Supplied passage:

*** Begin section ***

Yesterday, I did something that I have never done before – I had an appointment with a naturopath. I chose to make the appointment because I have been unsuccessful in getting my monthly cycle back without the use of birth control, which has been incredibly frustrating to me. Because I know that my doctor would prescribe me another month of birth control and because I know that I don’t like how I feel on birth control pills, I was interested in seeking out other options. A coworker of mine recommended a naturopath who she likes, so I decided to give it a whirl.
All in all, it was a good experience which I will delve into further in another post, but today I am focusing more on finances than naturopathy. You see, naturopaths tend to be expensive. The one that I saw does not bill insurance, either, so all of the cost is paid up front. As I begrudgingly got my credit card out of my wallet at the end of my appointment, I had to remind myself that this is an investment in my health, unlike the money that I spent keeping myself sick. It is a tad ironic that I spent obscene amounts of money during my sickest days, since I was certainly not spending it on food that I ate. What did I invest in, then?
Well, at my worst I was chewing at least a pack of gum per day, and usually it was upwards of two packs. Even if the gum was on sale, that’s about two dollars daily. Additionally, I was drinking several diet sodas per day, which adds up to somewhere in the neighborhood of five dollars. There was also a time where I ate primarily ultra-processed foods because they had nutritional information printed on them, which was certainly more expensive than making food from scratch. I spent money on vitamins to improve my hair and skin (which don’t do squat without enough food, by the way), amounting to about fifteen dollars for a two-month supply.

*** End section ***

Work request 1: In the post about visiting a naturopath, who recommended the naturopath that the writer saw?
Work request 2: Resume the post about visiting a naturopath, picking up right after its final sentence.

Raw data:

*** Begin section ***

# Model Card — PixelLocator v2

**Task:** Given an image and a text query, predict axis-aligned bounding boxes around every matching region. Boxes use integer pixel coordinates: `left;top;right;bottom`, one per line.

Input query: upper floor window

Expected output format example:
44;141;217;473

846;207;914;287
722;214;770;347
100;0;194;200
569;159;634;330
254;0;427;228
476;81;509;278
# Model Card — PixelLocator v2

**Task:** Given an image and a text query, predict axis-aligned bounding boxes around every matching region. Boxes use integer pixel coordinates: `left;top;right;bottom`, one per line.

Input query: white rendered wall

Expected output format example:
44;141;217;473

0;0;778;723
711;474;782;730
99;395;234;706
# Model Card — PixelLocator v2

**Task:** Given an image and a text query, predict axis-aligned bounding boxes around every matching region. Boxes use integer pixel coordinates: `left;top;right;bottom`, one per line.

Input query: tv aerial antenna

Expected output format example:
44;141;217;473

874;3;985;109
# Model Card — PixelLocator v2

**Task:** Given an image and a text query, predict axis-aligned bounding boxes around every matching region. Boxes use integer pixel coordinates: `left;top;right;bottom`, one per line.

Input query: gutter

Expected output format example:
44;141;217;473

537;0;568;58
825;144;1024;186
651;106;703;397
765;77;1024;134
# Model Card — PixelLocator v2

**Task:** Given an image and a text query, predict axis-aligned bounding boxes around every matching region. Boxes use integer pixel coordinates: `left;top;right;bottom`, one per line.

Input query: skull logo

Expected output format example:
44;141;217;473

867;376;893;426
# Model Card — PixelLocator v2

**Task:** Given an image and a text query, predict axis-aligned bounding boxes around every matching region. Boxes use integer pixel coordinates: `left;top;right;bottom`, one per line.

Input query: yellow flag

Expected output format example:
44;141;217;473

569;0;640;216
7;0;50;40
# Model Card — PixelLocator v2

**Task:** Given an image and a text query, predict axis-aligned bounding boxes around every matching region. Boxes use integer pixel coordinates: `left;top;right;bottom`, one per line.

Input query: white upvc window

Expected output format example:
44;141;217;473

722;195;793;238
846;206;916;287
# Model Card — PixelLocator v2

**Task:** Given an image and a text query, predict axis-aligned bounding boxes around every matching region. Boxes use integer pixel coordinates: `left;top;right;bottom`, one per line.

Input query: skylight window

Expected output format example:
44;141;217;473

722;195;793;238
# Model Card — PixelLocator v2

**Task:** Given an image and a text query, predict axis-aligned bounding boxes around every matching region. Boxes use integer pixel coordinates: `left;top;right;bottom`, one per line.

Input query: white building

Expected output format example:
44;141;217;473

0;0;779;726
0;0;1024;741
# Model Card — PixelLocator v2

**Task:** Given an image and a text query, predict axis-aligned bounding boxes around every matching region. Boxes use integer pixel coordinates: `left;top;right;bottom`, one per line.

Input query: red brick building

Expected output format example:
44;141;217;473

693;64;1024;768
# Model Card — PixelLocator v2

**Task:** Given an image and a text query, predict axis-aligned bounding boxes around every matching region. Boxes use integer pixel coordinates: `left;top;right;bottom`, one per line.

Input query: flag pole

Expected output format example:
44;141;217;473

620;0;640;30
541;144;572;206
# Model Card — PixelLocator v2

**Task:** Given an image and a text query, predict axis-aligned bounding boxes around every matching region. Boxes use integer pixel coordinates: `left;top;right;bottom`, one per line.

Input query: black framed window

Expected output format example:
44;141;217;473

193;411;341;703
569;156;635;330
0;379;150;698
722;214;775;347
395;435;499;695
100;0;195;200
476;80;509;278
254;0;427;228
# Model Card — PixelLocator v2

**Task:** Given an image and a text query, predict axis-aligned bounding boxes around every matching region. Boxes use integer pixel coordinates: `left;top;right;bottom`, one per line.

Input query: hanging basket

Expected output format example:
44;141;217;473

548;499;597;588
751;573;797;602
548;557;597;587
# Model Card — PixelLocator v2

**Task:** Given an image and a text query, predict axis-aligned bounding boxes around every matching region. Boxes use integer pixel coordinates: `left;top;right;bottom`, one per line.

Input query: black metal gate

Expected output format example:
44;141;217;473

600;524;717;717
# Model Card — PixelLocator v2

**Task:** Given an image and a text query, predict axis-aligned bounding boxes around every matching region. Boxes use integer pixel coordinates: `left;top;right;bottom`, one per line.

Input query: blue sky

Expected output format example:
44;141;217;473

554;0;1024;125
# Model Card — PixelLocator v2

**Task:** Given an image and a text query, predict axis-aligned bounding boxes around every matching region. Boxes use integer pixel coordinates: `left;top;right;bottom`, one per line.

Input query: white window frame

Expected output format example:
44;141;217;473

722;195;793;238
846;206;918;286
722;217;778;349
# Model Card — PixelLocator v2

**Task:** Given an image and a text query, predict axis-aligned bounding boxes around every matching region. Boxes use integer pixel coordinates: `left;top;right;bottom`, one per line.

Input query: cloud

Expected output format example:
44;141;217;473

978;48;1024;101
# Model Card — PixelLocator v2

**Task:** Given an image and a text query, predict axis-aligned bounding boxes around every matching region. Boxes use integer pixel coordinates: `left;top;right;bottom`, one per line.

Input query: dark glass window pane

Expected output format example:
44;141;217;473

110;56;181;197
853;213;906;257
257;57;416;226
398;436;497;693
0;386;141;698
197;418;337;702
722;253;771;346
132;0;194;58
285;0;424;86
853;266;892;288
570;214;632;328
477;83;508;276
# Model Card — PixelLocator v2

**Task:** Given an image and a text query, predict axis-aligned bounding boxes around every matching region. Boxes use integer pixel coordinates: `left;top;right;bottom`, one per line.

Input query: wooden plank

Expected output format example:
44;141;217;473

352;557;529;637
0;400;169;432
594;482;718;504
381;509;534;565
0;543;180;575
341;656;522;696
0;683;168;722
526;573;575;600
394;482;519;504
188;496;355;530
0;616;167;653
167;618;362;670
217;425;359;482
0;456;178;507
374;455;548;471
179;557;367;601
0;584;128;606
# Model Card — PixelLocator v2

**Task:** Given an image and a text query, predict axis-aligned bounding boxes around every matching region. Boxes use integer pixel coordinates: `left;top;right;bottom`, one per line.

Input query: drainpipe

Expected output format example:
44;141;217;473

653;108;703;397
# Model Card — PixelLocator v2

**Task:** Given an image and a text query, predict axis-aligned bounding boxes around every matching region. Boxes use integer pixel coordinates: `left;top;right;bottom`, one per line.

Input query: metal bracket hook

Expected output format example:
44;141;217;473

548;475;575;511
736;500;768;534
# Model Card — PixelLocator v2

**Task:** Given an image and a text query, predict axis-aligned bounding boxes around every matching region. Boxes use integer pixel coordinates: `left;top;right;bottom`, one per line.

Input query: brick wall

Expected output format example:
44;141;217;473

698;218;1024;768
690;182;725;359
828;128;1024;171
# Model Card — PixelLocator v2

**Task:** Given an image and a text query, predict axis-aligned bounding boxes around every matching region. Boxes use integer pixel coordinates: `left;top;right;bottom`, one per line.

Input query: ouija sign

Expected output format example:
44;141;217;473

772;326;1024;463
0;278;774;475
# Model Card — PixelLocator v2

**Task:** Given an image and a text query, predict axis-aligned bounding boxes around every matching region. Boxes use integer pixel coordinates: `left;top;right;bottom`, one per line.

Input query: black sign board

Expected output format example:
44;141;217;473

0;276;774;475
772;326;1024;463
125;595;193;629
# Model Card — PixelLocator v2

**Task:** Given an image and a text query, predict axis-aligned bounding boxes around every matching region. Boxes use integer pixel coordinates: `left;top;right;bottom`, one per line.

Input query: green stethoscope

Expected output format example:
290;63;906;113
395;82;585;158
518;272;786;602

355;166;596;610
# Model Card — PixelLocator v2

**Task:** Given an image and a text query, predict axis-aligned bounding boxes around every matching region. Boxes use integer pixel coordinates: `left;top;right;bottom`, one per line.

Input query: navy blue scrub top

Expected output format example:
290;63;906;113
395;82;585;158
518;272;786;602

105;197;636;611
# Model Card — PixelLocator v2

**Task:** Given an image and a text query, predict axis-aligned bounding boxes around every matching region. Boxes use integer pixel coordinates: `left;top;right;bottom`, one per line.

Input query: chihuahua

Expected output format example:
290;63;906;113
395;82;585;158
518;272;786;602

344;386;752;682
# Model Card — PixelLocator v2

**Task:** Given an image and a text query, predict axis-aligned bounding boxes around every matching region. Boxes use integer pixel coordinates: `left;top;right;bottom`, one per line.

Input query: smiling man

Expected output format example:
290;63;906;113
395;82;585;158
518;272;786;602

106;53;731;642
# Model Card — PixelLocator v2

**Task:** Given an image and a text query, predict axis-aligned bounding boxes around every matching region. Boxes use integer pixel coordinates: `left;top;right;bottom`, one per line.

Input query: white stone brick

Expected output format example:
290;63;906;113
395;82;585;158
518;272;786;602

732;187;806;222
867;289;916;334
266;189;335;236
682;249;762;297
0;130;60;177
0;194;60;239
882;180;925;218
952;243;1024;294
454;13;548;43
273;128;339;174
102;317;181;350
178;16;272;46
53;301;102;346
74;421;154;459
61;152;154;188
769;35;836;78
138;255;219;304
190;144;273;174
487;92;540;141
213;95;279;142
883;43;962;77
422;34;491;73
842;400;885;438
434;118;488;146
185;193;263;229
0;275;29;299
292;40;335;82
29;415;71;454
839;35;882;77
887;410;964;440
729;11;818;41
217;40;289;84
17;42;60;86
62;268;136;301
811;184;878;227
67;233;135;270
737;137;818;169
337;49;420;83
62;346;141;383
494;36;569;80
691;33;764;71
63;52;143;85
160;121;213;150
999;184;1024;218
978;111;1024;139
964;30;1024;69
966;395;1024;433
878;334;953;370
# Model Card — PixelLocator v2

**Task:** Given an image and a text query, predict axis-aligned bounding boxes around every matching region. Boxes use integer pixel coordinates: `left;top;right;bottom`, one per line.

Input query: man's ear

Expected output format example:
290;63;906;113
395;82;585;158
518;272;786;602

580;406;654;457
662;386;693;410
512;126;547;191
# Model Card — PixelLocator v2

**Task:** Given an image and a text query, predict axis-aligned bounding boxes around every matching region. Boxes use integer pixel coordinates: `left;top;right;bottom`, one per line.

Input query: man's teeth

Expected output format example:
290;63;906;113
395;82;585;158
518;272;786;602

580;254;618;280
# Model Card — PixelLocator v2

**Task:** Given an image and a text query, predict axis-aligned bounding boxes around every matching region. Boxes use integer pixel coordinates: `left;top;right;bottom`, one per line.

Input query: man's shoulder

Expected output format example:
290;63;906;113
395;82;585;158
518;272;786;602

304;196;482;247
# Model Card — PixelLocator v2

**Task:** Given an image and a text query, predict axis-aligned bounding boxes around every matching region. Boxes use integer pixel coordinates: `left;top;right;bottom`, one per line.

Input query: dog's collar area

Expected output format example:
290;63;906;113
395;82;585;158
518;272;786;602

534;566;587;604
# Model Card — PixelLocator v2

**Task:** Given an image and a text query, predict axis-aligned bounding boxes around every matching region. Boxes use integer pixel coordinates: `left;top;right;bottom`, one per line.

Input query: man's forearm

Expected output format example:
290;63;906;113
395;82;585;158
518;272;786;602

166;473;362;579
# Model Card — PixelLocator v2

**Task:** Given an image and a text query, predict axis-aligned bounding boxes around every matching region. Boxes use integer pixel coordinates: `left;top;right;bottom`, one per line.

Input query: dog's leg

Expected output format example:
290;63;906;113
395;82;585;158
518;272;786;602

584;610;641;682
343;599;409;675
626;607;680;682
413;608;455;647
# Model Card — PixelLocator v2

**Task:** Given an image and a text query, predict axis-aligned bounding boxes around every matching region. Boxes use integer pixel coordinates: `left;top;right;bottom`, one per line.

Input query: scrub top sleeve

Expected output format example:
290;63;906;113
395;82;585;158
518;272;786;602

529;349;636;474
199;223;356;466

*** End section ***

Response area 1: A coworker of the writer recommended the naturopath.

Response area 2:
During my sickest months, I also began exhibiting some hoarding behaviors, which I have since learned are a very common symptom of starvation. I bought a whole lot of food that I still have not gotten around to eating, which was money out the window. For the purpose of this analysis, I will be conservative and say that I bought one box of granola bars per week that I did not actually eat, although that is a very conservative estimate.
After doing a few quick calculations, it is evident to me that anorexia cost me far more financially than I have ever realized. Anorexia alone cost me at least 200 dollars per month at its worst, and that is not counting any investments in recovery made at that time, such as weekly doctor’s appointments, my mom’s trip out to help me move from Indiana, or regular sessions with my therapist. Nor does it include the increased heating bill to warm my frigid body, which was paid by my parents. That $200 is my cost and mine alone, that I paid out of pocket to keep my disorder alive while I dwindled away.
For a good deal of my life, I have been a worrier when it comes to money. Growing up, I worried constantly about how much I was costing my parents. I apologized whenever I needed to see a doctor, or when they helped me put gas in my car or bought me clothing. To this day, I tend to be thrifty with my money, which is why dropping a few hundred dollars in an afternoon feels excessive to me, even if it is for my health. Looking back over the money that I spent keeping myself sick reminds me that some things are worth investing in, and those things are not gum and diet soda but opportunities to continue healing and growth in recovery.